READING TEXT:
Founder President of Samaja Parivarthana Samudaya, National Committee for Protection of Natural Resources and India Development Service

Personal details
- Born: 5 November 1944 (age 81) Hubli, Karnataka, India
- Alma mater: B.V.B. College of Engineering and Technology

= S. R. Hiremath =

Indian activist

S.R.Hiremath (Sangaih Rachayya Hiremath; born 5 November 1944, Belavanaki, Ron, Karnataka), is an Indian environmental and anti-corruption activist based in the state of Karnataka. He is the founder president of Samaja Parivarthana Samudaya (Community for Social Change), a Non Governmental Organization for the Promotion of people oriented policies and legislation, Protection the rights of the tribals and rural poor over natural resources and the empowerment of Panchayat institutions, and he is a member of Karnatak Lingayat Education Society, Hiremath also founded National Committee for Protection of Natural Resources. He is best known for his relentless fight against the Illegal Mining mafia that took place in Karnataka and successfully challenging many political heavyweights and government executives associated with illegal mining. His organization is the recipient of the highest Environmental honour in India, Indira Gandhi Paryavaran Puraskar, an award accoladed for encouraging the public participation in environment, instituted by Ministry of Environment and Forests, Government of India.

EXERCISE REQUIREMENTS:
A. Please summarize the profile of S. R. Hiremath in two sentences.
B. Extend the profile of S. R. Hiremath, picking up after its final sentence.
The rows that follow come from a separate source.

[Rows from a dataset]
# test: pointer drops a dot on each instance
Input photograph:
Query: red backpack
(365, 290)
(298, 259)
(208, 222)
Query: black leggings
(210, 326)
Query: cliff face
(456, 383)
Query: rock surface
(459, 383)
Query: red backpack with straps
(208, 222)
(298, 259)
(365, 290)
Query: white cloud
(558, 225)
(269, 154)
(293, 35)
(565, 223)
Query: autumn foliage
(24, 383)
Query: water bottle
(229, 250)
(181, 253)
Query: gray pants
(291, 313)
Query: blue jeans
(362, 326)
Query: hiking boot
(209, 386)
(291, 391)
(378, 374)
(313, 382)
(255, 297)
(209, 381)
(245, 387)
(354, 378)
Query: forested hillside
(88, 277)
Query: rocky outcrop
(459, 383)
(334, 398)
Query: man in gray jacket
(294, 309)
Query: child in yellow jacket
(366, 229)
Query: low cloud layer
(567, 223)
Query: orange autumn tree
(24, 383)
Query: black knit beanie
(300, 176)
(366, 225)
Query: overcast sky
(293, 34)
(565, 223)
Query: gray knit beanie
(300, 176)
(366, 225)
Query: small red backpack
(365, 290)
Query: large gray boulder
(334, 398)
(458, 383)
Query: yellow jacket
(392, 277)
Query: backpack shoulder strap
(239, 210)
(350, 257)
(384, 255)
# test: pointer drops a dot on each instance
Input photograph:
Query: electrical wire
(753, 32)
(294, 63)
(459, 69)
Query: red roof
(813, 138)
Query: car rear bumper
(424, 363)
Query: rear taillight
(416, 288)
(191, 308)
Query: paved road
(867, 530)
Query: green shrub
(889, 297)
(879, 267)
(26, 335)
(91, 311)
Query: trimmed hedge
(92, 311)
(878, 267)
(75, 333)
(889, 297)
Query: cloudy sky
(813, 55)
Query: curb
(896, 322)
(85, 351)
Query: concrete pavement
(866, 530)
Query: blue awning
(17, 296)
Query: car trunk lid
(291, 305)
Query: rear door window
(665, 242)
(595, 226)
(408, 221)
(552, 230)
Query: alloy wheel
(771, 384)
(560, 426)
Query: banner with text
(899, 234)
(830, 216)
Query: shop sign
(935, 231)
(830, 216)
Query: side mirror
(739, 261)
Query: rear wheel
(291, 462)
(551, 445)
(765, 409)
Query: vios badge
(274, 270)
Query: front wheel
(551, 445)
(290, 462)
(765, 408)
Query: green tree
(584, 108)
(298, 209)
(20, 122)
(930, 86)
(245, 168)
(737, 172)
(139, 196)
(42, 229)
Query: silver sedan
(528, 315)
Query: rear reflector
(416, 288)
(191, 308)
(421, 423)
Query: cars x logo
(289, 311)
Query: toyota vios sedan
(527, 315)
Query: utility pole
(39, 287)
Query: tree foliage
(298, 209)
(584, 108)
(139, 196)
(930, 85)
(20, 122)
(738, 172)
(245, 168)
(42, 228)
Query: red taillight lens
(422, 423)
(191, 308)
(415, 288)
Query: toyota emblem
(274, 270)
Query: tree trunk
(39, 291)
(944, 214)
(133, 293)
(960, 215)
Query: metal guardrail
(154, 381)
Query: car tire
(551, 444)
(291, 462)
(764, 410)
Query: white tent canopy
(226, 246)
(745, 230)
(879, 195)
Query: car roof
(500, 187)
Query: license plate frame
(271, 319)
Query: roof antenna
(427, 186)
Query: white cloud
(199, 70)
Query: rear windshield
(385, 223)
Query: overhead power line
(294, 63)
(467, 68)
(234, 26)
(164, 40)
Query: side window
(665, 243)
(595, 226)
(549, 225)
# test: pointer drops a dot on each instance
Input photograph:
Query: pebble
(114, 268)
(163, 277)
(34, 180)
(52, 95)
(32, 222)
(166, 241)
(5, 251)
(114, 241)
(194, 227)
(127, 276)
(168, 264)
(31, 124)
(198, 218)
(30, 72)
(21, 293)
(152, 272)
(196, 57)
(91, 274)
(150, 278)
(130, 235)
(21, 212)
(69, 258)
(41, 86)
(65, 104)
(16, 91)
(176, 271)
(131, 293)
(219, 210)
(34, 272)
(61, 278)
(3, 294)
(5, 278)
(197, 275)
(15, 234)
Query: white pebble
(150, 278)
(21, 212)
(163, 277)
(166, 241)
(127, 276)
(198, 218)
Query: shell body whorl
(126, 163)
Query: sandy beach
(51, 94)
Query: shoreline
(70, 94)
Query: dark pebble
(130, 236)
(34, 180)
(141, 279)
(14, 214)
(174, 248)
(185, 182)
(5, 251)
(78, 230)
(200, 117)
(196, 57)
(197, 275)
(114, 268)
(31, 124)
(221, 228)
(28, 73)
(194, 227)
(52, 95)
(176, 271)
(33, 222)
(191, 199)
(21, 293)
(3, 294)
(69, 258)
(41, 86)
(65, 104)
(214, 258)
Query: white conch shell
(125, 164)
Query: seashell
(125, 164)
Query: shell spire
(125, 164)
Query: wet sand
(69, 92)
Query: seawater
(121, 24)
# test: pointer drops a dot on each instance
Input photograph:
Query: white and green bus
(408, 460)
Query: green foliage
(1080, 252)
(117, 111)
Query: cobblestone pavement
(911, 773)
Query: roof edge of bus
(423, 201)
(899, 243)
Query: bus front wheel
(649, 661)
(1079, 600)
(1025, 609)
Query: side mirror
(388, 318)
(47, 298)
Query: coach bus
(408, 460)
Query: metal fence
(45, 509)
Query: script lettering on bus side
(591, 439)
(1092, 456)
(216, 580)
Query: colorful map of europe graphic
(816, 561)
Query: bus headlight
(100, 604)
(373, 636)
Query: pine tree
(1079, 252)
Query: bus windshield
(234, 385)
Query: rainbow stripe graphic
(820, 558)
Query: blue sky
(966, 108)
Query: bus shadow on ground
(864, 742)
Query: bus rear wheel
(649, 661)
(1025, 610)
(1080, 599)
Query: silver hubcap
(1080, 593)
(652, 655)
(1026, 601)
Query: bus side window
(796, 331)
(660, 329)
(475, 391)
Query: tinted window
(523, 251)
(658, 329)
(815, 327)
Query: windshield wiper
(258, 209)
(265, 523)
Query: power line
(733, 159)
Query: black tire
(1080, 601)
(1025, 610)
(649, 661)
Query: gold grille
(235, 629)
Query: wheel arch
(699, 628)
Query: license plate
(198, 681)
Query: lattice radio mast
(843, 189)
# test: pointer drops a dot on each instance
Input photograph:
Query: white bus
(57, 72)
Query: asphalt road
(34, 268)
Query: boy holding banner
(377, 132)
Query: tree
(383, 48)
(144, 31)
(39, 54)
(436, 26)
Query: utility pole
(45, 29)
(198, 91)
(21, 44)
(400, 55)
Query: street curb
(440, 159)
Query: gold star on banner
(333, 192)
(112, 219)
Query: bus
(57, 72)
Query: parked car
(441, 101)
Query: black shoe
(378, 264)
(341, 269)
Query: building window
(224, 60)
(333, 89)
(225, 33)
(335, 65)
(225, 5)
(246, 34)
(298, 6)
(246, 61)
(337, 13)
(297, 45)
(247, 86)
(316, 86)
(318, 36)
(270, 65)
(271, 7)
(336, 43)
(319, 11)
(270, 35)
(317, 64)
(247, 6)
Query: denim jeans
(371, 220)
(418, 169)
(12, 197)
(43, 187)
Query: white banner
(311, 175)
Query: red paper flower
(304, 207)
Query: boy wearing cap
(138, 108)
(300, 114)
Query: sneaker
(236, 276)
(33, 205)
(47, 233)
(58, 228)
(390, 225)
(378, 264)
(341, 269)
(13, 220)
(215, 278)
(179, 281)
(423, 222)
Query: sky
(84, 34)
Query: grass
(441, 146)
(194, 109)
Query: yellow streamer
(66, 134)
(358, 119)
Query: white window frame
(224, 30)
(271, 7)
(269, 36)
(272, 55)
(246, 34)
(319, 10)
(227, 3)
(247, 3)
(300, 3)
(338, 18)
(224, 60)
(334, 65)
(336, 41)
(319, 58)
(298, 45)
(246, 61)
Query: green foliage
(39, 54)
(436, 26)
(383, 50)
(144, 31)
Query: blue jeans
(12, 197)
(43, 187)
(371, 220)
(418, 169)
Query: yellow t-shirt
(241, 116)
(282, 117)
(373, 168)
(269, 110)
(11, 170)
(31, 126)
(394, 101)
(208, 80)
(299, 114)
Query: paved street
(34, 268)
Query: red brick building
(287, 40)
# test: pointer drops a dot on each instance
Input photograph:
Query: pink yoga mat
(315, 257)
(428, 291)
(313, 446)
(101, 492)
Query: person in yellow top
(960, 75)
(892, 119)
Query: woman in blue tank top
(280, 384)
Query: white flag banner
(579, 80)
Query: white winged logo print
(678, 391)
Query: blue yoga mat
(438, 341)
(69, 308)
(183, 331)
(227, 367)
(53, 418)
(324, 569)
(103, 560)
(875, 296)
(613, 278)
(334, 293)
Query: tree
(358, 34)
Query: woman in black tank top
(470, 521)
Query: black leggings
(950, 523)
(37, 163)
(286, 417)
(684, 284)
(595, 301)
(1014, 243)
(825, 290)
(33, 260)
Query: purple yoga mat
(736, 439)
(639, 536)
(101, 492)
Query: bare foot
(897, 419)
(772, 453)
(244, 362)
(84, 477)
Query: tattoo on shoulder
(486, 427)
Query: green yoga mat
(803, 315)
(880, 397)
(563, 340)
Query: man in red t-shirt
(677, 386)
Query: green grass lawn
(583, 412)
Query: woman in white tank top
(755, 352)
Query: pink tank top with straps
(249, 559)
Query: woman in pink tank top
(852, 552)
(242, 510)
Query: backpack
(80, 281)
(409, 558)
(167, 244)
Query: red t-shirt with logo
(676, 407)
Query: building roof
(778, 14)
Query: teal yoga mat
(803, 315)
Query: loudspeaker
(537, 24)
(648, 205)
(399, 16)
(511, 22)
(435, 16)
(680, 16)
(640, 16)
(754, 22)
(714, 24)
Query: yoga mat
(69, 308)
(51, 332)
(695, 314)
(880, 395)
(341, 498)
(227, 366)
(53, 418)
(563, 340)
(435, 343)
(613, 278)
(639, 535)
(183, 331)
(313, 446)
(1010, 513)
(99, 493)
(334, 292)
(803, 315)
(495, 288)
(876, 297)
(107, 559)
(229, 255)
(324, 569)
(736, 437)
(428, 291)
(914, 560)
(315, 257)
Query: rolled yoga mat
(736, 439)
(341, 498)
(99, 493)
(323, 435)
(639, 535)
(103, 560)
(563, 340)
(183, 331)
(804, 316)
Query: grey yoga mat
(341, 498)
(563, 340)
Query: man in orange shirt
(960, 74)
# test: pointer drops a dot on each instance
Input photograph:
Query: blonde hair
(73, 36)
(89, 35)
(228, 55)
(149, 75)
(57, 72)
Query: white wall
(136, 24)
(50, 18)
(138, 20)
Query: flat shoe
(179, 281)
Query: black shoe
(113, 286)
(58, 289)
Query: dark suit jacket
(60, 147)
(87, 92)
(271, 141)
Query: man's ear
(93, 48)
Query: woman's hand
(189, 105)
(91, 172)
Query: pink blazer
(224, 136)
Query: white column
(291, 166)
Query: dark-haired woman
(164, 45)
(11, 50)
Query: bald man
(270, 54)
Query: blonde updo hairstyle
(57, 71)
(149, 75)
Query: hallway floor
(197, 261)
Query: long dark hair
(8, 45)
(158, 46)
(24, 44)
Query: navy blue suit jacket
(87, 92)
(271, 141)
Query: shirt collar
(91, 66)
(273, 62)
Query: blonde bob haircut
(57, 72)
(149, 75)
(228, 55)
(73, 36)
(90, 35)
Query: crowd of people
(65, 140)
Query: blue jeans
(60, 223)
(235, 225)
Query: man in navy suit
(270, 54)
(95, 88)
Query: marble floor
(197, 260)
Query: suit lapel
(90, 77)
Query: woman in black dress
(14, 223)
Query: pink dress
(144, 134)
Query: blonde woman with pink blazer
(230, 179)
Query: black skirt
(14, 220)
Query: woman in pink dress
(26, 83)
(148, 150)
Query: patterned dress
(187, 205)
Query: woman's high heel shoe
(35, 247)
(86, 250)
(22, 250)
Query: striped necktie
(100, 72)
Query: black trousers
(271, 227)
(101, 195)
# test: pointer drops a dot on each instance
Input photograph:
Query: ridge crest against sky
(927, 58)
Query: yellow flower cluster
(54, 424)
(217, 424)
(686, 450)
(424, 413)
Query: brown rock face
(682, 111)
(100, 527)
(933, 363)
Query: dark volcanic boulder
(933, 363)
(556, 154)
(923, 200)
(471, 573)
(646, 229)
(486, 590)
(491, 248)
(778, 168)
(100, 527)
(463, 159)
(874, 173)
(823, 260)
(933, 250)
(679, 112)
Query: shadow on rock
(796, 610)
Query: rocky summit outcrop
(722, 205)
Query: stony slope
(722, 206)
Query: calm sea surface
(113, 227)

RESULTS OF THE TASKS:
A. S. R. Hiremath is an Indian environmental and anti-corruption activist based in Karnataka who is the founder president of Samaja Parivarthana Samudaya and also founded the National Committee for Protection of Natural Resources. He is best known for his fight against illegal mining in Karnataka, and his organization has received the Indira Gandhi Paryavaran Puraskar.

B.
==Personal life==
Hiremath graduated in Mechanical Engineering from B.V.B. College of Engineering and Technology. Later, he worked as an Investment Banker in various public and private corporations in Pune including in Federal Reserve Bank of Chicago as an Advisor until 2019 he is decided to pursue the cause of Environment, Natural Resources and Sustainable Development.

==Awards and honours==
- Indira Gandhi Paryavaran Puraskar, 2015.
- Jaap van Praag International Award, 2016 by Hivos, Netherlands.
- Rajyotsava Prashasti, 2018 by Government of Karnataka.
- ‘Press Club's Man of the Year Award, 2013 by PRESS Club Of Bangalore.